■ Entries for bounding box labeling ■
——
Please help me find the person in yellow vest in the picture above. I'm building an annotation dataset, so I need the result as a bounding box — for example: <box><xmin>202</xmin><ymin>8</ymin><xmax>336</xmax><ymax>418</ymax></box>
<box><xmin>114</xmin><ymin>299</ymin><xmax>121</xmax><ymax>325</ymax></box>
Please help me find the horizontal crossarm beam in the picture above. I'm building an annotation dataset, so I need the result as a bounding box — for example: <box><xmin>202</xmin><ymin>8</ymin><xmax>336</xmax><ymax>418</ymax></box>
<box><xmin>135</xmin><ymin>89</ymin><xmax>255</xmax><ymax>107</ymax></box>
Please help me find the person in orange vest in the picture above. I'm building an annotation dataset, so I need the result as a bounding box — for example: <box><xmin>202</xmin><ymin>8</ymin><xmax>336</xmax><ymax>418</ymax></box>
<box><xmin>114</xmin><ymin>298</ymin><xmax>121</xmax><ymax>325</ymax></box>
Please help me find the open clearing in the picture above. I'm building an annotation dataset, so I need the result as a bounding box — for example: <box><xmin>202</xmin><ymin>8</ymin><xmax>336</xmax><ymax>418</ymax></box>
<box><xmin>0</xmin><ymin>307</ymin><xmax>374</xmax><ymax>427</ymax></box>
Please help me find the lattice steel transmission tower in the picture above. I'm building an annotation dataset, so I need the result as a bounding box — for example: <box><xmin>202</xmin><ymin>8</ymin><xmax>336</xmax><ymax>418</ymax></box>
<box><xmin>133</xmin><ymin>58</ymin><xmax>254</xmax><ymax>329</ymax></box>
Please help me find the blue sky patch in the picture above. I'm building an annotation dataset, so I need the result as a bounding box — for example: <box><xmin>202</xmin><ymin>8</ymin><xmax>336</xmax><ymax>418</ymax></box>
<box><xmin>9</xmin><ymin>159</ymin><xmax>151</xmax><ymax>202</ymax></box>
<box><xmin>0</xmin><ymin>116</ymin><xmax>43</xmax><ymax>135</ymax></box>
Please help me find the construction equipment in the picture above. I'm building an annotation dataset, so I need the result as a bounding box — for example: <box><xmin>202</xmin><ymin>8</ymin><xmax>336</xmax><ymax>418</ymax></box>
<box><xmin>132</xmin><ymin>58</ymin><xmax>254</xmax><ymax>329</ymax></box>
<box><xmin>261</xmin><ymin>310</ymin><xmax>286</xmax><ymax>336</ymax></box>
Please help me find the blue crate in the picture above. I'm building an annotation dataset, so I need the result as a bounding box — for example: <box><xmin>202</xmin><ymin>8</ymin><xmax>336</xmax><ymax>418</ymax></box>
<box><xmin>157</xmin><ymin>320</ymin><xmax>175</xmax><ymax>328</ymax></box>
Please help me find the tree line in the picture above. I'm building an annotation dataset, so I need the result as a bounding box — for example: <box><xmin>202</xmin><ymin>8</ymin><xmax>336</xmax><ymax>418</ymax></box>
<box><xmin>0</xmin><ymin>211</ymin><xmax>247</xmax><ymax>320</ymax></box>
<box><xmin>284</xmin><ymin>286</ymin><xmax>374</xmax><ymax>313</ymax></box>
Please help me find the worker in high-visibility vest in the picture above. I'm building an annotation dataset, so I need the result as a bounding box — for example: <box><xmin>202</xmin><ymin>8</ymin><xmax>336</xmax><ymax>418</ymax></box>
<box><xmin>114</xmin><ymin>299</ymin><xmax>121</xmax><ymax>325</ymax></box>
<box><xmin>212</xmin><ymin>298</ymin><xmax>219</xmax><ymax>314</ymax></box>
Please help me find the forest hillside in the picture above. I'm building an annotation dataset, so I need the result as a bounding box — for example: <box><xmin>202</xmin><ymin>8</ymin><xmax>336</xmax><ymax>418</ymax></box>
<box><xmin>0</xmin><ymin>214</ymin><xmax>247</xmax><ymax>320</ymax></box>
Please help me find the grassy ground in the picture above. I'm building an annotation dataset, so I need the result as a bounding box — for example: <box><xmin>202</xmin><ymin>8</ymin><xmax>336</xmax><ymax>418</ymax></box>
——
■ Problem to work on ■
All of the material must be reproduced exactly.

■ Output of the task ■
Please help me find the person in yellow vest in the picture above. I'm building an annotation dataset, so I need the result as a bounding box — for example: <box><xmin>202</xmin><ymin>8</ymin><xmax>336</xmax><ymax>418</ymax></box>
<box><xmin>114</xmin><ymin>299</ymin><xmax>121</xmax><ymax>325</ymax></box>
Please help me find the horizontal crossarm beam in the picture above. I'm building an annotation dataset, so I need the result as a bounding box — for example: <box><xmin>202</xmin><ymin>8</ymin><xmax>336</xmax><ymax>418</ymax></box>
<box><xmin>135</xmin><ymin>89</ymin><xmax>255</xmax><ymax>107</ymax></box>
Please help me find the person in orange vest in the picture above. I'm building an annotation dataset, so I need the result as a bounding box — for example: <box><xmin>202</xmin><ymin>8</ymin><xmax>336</xmax><ymax>418</ymax></box>
<box><xmin>114</xmin><ymin>298</ymin><xmax>121</xmax><ymax>325</ymax></box>
Please help me find the open clearing in the picture above. I'm building an annotation dataset, so I need the result as a bounding box — for example: <box><xmin>202</xmin><ymin>8</ymin><xmax>336</xmax><ymax>418</ymax></box>
<box><xmin>0</xmin><ymin>307</ymin><xmax>374</xmax><ymax>427</ymax></box>
Please help me find the lattice steel transmission tower in the picture above. I'm building an annotation dataset, so I need the result as a bounding box — for example: <box><xmin>202</xmin><ymin>8</ymin><xmax>336</xmax><ymax>418</ymax></box>
<box><xmin>133</xmin><ymin>58</ymin><xmax>254</xmax><ymax>329</ymax></box>
Please help me find the blue sky patch in the picture above. I'm building an annotation dataset, so I need the result as a bounding box — for example: <box><xmin>202</xmin><ymin>8</ymin><xmax>336</xmax><ymax>418</ymax></box>
<box><xmin>9</xmin><ymin>159</ymin><xmax>151</xmax><ymax>202</ymax></box>
<box><xmin>0</xmin><ymin>116</ymin><xmax>43</xmax><ymax>135</ymax></box>
Please help me find the construction equipment in the picture above. I'm building an annotation dataset, so I need the result as a bounding box — for example: <box><xmin>202</xmin><ymin>8</ymin><xmax>336</xmax><ymax>418</ymax></box>
<box><xmin>132</xmin><ymin>58</ymin><xmax>254</xmax><ymax>329</ymax></box>
<box><xmin>261</xmin><ymin>310</ymin><xmax>286</xmax><ymax>336</ymax></box>
Please help me find the blue crate in the picture above. I'm building an annotation dataset, so I need the result as a bounding box — for example: <box><xmin>202</xmin><ymin>8</ymin><xmax>336</xmax><ymax>418</ymax></box>
<box><xmin>157</xmin><ymin>320</ymin><xmax>175</xmax><ymax>328</ymax></box>
Please help me find the tree line in the picture above. I'm building an annotation dataset, so I need the result as a bounding box — for example: <box><xmin>202</xmin><ymin>8</ymin><xmax>336</xmax><ymax>418</ymax></box>
<box><xmin>0</xmin><ymin>211</ymin><xmax>247</xmax><ymax>320</ymax></box>
<box><xmin>284</xmin><ymin>286</ymin><xmax>374</xmax><ymax>313</ymax></box>
Please help me find the worker in high-visibility vest in the picture above. I'm building an annotation dataset, so I need the result as a bounding box — for example: <box><xmin>202</xmin><ymin>8</ymin><xmax>336</xmax><ymax>418</ymax></box>
<box><xmin>114</xmin><ymin>299</ymin><xmax>121</xmax><ymax>325</ymax></box>
<box><xmin>212</xmin><ymin>298</ymin><xmax>219</xmax><ymax>314</ymax></box>
Please help me find the forest hillside in the picture above. I'm building an annotation dataset, so I need the result as a bounding box — for example: <box><xmin>202</xmin><ymin>8</ymin><xmax>336</xmax><ymax>418</ymax></box>
<box><xmin>0</xmin><ymin>214</ymin><xmax>247</xmax><ymax>320</ymax></box>
Please help me find the grassy ground in the picture above. I'm building an annotation dataset, so I need the result as a bounding box — for example: <box><xmin>202</xmin><ymin>8</ymin><xmax>336</xmax><ymax>418</ymax></box>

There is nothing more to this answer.